▶ [Tugas yang Diberikan a]: Ubahlah baris-baris catatan, mulai dari baris yang memuat "Presumably the printed" sampai akhir catatan, menjadi daftar JSON berisi string dengan satu string untuk setiap baris. Baris kosong tidak dimasukkan.

▶ [Teks Bacaan]:
-*-*-

Musim libur sekolah, sudah pasti jalanan macet disana sini. Tak terkecuali jalan utama di kotaku tercinta, Jogjakarta. Sebagai kota wisata, Jogjakarta menjadi kota yang padat jikalau libur sekolah tiba. Banyak orang menggunakan kendaraan untuk mencapai tempat tujuan. Entah itu rumah saudara ataupun tempat-tempat wisata. Jika sudah macet, jalan alternatif menjadi sasaran utama. Nah, jalan menuju rumahku tak luput dari bidikan para pengguna jalan.
Aku tinggal di daerah Besi-Jangkang Widodomartani, Ngemplak, Sleman. Jalan di daerahku merupakan jalan alternatif menuju Prambanan. Di musim libur sekolah begini jalan tersebut banyak dilalui kendaraan, baik roda empat maupun roda dua. Sebab bila ditempuh dari arah Jalan Kaliurang, tak butuh waktu lama untuk sampai ke daerah Prambanan. Dimana terdapat tempat wisata yang cukup banyak diminati wisatawan. Candi Prambanan.

-*-*-

▶ [Data Tugas]:

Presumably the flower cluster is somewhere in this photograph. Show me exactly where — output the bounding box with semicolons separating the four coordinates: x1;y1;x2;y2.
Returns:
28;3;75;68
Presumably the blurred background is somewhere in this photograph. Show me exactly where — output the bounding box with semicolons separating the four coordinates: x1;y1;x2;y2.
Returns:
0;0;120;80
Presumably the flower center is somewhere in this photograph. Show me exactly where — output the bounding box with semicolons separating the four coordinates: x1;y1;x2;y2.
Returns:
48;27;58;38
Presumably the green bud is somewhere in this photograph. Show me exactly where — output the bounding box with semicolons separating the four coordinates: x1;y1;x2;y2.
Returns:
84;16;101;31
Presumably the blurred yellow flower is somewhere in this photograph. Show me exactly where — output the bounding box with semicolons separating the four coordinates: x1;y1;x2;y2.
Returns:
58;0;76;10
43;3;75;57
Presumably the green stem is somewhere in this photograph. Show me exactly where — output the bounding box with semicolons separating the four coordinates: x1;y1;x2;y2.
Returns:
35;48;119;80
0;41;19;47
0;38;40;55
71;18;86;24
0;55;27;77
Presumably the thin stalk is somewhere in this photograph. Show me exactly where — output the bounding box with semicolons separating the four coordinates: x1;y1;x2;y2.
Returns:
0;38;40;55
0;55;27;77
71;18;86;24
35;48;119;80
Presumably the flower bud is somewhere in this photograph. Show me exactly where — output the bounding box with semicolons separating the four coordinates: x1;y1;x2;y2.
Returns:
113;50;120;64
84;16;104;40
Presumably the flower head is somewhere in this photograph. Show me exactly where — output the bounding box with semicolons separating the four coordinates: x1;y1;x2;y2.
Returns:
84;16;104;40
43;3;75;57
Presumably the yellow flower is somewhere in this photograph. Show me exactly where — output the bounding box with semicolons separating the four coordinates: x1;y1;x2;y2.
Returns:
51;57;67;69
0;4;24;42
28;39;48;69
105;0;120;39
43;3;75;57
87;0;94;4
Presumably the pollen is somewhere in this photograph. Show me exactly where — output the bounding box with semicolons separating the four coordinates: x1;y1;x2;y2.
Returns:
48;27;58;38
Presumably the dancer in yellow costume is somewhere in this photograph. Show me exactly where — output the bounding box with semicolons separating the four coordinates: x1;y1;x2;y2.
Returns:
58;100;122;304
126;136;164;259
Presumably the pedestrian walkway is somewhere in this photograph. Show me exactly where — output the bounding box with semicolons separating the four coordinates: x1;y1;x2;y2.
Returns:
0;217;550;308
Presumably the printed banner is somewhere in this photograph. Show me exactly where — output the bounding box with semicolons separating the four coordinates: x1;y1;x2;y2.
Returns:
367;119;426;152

-*-*-

▶ [Tugas yang Diberikan b]: Tuliskan kembali bagian teks bacaan tentang kemacetan di Jogjakarta, mulai dari "Aku tinggal di" sampai "wisatawan. Candi Prambanan.", tanpa mengubah satu kata pun.

▶ [Jawaban a]:
[
  "Presumably the printed banner is somewhere in this photograph. Show me exactly where — output the bounding box with semicolons separating the four coordinates: x1;y1;x2;y2.",
  "Returns:",
  "367;119;426;152"
]

▶ [Jawaban b]:
Aku tinggal di daerah Besi-Jangkang Widodomartani, Ngemplak, Sleman. Jalan di daerahku merupakan jalan alternatif menuju Prambanan. Di musim libur sekolah begini jalan tersebut banyak dilalui kendaraan, baik roda empat maupun roda dua. Sebab bila ditempuh dari arah Jalan Kaliurang, tak butuh waktu lama untuk sampai ke daerah Prambanan. Dimana terdapat tempat wisata yang cukup banyak diminati wisatawan. Candi Prambanan.